**GOAL:** Copy the items below word for word, leaving out the pictures.

**THE DATA:**

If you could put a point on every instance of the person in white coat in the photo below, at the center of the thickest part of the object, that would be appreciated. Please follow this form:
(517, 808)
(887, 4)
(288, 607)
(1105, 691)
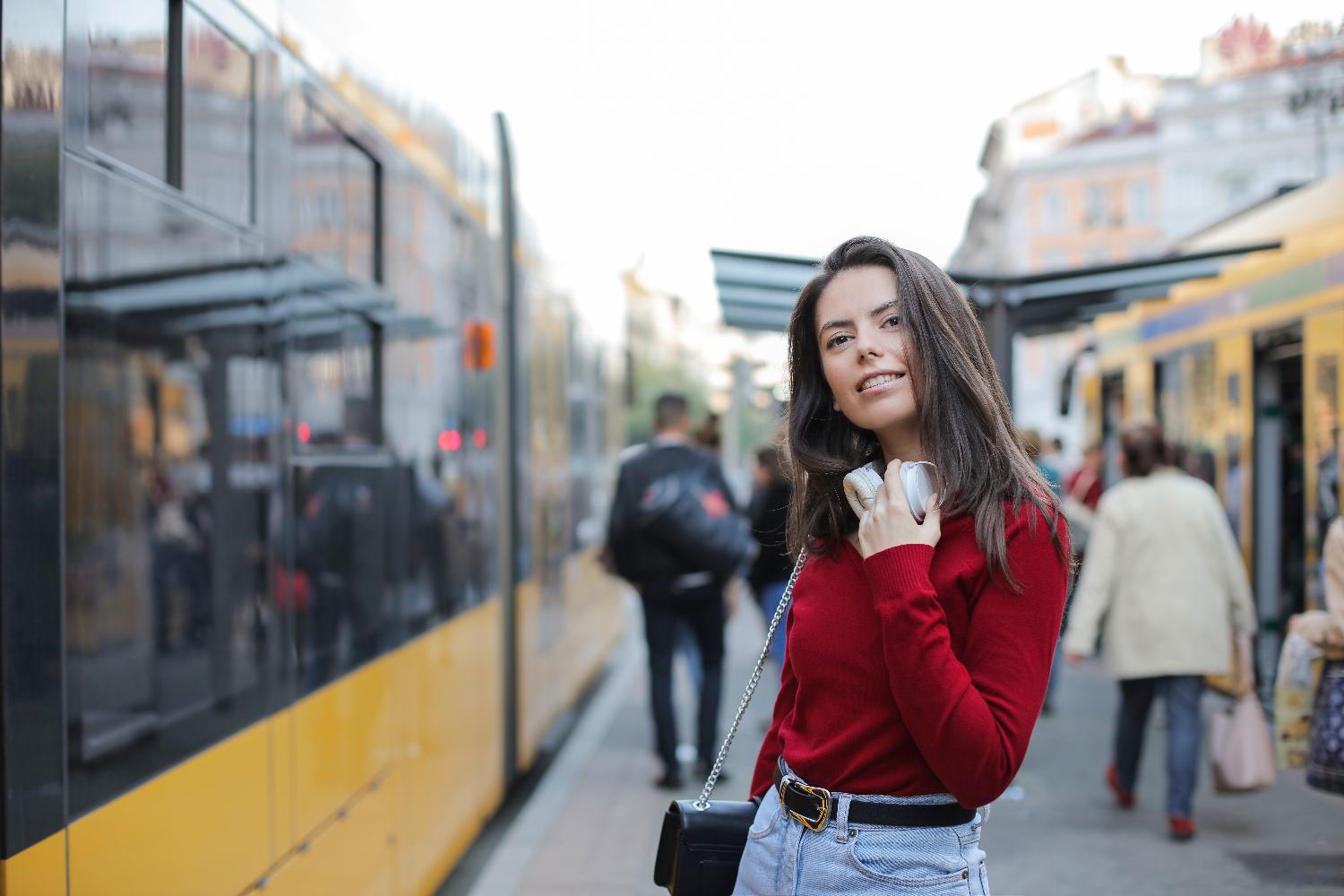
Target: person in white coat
(1164, 584)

**OUTPUT BELOW:**
If you could put a point on every instance of the person in white coat in the photo below, at the center of the thickest part of the object, that would be appreciated. Please follow this form:
(517, 808)
(887, 4)
(288, 607)
(1105, 691)
Target: person in white coat
(1164, 584)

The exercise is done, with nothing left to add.